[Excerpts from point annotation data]
>> begin
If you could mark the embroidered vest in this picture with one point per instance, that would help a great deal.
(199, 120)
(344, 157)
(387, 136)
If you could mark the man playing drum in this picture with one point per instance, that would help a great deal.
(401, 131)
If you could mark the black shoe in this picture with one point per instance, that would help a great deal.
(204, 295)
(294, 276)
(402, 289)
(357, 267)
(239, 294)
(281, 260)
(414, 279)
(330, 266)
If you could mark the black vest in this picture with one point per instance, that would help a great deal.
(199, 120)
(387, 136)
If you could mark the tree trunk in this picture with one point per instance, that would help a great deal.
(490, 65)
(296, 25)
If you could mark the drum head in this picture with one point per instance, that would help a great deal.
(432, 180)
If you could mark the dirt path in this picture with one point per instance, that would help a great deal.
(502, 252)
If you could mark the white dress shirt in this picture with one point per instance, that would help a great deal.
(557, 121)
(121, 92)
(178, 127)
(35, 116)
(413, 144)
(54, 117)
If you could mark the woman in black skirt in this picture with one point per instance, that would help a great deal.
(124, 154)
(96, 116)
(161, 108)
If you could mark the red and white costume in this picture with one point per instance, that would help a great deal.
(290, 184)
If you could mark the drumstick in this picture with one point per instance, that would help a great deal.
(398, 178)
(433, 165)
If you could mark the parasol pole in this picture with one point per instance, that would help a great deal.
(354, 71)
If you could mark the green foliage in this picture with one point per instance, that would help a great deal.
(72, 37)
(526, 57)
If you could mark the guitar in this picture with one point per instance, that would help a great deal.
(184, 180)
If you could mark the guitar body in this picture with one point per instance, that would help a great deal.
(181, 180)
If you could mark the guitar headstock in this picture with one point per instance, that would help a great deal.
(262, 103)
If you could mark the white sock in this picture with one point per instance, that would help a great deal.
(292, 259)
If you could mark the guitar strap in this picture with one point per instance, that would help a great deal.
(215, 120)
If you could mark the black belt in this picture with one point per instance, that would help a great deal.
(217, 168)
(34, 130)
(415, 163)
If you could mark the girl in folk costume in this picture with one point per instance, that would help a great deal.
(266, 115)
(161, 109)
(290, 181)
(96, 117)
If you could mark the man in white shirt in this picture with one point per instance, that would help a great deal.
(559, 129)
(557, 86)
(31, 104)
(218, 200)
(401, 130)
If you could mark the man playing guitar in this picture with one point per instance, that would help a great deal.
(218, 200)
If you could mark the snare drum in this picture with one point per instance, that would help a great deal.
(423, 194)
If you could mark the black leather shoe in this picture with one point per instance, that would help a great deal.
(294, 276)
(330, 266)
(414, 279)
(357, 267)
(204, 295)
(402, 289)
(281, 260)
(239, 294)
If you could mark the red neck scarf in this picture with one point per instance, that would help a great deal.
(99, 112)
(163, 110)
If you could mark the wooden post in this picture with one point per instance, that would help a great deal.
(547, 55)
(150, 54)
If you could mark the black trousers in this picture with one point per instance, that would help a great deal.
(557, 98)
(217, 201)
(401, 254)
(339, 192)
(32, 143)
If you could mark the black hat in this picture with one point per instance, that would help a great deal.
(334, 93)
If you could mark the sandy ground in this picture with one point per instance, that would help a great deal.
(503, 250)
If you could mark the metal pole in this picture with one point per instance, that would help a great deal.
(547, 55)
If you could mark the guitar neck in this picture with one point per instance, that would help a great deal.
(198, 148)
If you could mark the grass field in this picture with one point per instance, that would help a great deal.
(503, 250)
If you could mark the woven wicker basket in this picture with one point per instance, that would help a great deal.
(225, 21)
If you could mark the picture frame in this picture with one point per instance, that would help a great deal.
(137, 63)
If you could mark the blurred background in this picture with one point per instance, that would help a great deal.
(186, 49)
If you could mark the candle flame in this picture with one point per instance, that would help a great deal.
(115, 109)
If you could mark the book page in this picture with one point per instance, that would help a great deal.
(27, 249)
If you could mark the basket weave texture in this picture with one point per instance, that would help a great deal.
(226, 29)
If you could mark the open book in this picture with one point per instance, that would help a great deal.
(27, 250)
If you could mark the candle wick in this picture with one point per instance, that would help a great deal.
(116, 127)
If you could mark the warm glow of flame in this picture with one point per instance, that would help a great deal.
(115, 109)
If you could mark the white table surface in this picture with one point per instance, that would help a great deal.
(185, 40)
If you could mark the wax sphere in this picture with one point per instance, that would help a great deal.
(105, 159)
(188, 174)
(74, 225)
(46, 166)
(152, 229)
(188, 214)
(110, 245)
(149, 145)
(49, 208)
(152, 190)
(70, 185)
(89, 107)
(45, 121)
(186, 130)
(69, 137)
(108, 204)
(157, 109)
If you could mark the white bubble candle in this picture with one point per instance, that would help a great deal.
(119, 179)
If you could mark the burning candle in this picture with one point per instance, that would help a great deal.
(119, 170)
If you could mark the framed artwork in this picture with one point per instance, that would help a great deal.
>> end
>> begin
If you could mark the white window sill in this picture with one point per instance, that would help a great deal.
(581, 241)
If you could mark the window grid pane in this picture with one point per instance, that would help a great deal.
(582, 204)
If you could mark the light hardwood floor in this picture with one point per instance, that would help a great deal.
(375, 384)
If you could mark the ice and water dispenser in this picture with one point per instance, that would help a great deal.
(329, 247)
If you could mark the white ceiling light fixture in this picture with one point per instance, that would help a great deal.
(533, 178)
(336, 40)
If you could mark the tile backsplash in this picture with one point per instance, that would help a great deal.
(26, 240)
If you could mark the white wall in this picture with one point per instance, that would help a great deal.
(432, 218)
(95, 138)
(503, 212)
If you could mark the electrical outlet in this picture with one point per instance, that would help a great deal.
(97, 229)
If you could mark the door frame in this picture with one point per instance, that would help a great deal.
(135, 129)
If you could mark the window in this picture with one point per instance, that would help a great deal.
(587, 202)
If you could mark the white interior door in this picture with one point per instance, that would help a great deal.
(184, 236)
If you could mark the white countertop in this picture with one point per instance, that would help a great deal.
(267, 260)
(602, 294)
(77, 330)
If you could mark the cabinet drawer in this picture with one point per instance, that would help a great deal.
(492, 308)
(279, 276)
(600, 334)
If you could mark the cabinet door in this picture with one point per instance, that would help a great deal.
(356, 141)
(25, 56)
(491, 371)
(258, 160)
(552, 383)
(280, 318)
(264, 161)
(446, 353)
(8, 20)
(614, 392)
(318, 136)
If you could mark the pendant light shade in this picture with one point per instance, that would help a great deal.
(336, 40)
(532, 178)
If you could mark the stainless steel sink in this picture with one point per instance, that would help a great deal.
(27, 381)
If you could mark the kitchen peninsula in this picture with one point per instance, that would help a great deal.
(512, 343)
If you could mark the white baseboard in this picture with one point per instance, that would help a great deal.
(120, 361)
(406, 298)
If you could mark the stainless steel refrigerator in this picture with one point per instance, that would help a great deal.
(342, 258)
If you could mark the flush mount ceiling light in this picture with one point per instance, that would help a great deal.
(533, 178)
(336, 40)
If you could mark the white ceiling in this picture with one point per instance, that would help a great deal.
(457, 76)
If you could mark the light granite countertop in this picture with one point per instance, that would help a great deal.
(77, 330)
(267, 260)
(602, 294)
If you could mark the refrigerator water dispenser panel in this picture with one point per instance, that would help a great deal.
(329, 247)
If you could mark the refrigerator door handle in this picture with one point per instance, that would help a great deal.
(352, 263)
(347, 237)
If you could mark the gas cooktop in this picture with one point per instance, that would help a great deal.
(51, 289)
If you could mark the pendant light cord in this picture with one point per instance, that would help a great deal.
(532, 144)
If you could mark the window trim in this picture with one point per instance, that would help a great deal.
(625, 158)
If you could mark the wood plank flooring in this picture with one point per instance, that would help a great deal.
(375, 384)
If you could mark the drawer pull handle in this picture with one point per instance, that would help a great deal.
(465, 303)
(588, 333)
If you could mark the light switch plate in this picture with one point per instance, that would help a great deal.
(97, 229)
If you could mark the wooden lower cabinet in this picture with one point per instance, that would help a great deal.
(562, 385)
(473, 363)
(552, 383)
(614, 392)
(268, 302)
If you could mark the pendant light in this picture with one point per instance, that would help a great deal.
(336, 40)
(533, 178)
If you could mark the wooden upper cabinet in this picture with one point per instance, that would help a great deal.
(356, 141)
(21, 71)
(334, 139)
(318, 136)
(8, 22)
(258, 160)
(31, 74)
>> end
Set task:
Report every line of the records that holds the word "basket", copying each of those lines in full.

Solution:
If you could mark the woven wicker basket in this picture with one point per instance, that would help a great deal.
If you could mark the basket weave texture in this picture with one point per instance, that would help a great deal.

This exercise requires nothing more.